• **WHAT YOU SHOULD DO**
Each line should be copied exactly.

• **MATERIALS PROVIDED**
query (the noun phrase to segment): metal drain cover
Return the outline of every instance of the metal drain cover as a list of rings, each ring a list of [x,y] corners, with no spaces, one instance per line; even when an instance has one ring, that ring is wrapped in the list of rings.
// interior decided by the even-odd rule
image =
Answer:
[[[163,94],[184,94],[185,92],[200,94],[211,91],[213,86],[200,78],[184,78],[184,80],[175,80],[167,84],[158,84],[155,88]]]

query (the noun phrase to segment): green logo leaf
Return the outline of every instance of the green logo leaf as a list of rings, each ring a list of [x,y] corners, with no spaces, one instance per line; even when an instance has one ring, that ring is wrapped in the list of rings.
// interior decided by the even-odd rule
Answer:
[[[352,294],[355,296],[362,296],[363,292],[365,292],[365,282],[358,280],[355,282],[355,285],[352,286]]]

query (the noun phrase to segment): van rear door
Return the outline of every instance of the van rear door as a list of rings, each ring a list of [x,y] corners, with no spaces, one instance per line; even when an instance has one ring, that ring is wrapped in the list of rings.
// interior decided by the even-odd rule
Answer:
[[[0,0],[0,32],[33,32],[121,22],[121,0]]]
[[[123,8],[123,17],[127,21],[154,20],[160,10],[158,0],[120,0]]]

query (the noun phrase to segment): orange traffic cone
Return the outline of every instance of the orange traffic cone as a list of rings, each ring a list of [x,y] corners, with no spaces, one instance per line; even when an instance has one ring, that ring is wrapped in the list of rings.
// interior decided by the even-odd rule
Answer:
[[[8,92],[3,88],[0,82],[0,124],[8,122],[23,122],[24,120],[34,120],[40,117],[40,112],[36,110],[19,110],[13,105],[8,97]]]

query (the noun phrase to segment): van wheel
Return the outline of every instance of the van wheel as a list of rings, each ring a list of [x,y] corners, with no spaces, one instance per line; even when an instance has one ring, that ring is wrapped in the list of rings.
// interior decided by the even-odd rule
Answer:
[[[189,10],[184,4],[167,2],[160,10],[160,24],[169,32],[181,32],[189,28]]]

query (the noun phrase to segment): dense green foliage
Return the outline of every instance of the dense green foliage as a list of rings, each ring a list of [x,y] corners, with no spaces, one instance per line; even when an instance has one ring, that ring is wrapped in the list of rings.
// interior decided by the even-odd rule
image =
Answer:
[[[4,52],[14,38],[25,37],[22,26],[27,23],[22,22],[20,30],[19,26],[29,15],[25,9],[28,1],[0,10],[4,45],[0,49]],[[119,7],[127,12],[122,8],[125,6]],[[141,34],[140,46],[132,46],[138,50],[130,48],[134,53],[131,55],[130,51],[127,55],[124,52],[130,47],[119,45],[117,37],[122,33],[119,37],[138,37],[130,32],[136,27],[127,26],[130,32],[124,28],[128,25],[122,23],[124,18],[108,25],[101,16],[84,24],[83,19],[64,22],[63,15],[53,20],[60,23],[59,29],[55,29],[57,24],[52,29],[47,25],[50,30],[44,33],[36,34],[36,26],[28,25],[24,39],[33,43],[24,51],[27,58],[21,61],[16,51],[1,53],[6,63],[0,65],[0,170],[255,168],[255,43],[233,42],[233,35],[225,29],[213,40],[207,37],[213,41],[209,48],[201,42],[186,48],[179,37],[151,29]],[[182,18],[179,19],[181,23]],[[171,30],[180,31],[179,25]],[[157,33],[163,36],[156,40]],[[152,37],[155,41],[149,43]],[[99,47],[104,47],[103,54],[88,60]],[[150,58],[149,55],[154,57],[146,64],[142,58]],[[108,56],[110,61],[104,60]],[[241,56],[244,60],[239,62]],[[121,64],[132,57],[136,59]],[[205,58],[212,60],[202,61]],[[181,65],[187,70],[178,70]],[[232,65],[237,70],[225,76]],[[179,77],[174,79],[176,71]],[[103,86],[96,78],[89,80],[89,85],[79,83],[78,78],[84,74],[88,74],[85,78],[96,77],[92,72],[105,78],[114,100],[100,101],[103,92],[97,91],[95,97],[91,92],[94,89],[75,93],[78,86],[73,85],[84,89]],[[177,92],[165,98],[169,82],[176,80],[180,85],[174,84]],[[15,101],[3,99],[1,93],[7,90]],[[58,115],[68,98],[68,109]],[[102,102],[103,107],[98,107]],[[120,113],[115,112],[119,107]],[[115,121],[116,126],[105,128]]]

• **TASK OUTPUT**
query (the noun phrase to segment): metal drain cover
Return the outline of every instance of the metal drain cover as a list of rings, each ring a list of [x,y] corners, with no spaces, one instance per line; even when an instance has one ring, that ring is wrapped in the list of rings.
// interior decided by the even-odd rule
image =
Answer:
[[[163,94],[184,94],[185,92],[200,94],[211,91],[213,86],[200,78],[184,78],[184,80],[175,80],[167,84],[158,84],[155,88]]]

query (the noun phrase to segment): green logo leaf
Return the outline of every instance of the green logo leaf as a list of rings, each ring a list of [x,y] corners, with no spaces, one instance per line; even when an instance has one ring, that ring is wrapped in the list of rings.
// interior decided by the even-odd rule
Answer:
[[[352,294],[355,296],[362,296],[363,292],[365,292],[365,282],[358,280],[355,282],[355,285],[352,286]]]

query (the noun phrase to segment): van rear door
Return the outline of every instance of the van rear door as a list of rings, each ring a list of [x,y] corners, with no spaces, one instance per line; even when an instance has one ring, that ring is wrapped in the list of rings.
// interior decided by the even-odd rule
Answer:
[[[0,0],[0,32],[33,32],[121,22],[121,0]]]
[[[123,8],[123,17],[127,21],[154,20],[160,10],[158,0],[120,0]]]

query (the noun phrase to segment): orange traffic cone
Return the outline of every instance of the orange traffic cone as a list of rings, each ring a list of [x,y] corners, with no spaces, one instance per line; even when an instance has one ring, that ring is wrapped in the list of rings.
// interior decided by the even-odd rule
Answer:
[[[8,92],[3,88],[0,82],[0,124],[8,122],[23,122],[24,120],[34,120],[40,117],[40,112],[36,110],[19,110],[13,105],[8,97]]]

query (the noun phrase to segment): van wheel
Return the outline of every instance of the van wheel as a list of rings, each ring a list of [x,y] corners, with no spaces, one instance per line; even when an instance has one ring, that ring is wrapped in the list of rings.
// interior decided by the even-odd rule
Answer:
[[[189,10],[184,4],[167,2],[160,10],[160,24],[169,32],[181,32],[189,28]]]

query (the noun phrase to segment): dense green foliage
Return the outline of every instance of the dense green foliage as a list of rings, each ring a list of [x,y] corners, with no spaces, one instance per line; even when an instance has one ring, that ring is wrapped in the list of rings.
// interior decided by the even-odd rule
image =
Answer:
[[[4,52],[14,38],[25,37],[22,26],[27,23],[22,22],[20,30],[19,26],[29,15],[25,9],[28,1],[0,10],[4,45],[0,49]],[[119,7],[127,12],[122,8],[125,6]],[[141,34],[140,46],[132,46],[138,50],[130,48],[134,53],[131,55],[130,51],[127,55],[124,52],[130,47],[119,45],[117,37],[122,33],[119,37],[138,37],[130,32],[136,27],[127,26],[130,32],[124,28],[128,25],[122,23],[124,18],[108,25],[101,16],[84,24],[83,19],[64,22],[63,15],[53,20],[60,23],[59,29],[55,29],[57,24],[52,29],[47,25],[50,30],[44,33],[36,34],[36,26],[28,25],[24,39],[33,43],[24,51],[27,58],[21,61],[16,51],[1,53],[6,63],[0,65],[0,170],[255,168],[255,43],[233,42],[233,35],[225,29],[213,40],[207,37],[213,41],[209,48],[201,42],[186,48],[179,37],[151,29]],[[182,18],[179,19],[181,23]],[[171,30],[180,31],[179,25]],[[157,33],[163,36],[156,40]],[[152,37],[155,41],[149,43]],[[99,47],[104,47],[103,54],[88,60]],[[150,58],[149,55],[154,57],[146,64],[142,58]],[[108,56],[110,61],[104,60]],[[241,56],[244,60],[239,62]],[[121,64],[132,57],[136,59]],[[205,58],[212,60],[202,61]],[[181,65],[187,70],[178,70]],[[232,65],[237,70],[225,76]],[[179,77],[174,79],[176,71]],[[103,86],[96,78],[89,80],[89,85],[79,83],[78,78],[84,74],[88,74],[85,78],[96,77],[92,72],[105,78],[114,100],[100,101],[103,92],[97,91],[95,97],[91,92],[94,89],[75,93],[78,86],[73,85],[84,89]],[[177,92],[165,98],[169,82],[176,80],[180,85],[174,84]],[[15,101],[3,99],[1,93],[7,90]],[[58,115],[68,98],[68,109]],[[102,102],[103,107],[98,107]],[[120,113],[115,112],[119,107]],[[115,121],[116,126],[105,128]]]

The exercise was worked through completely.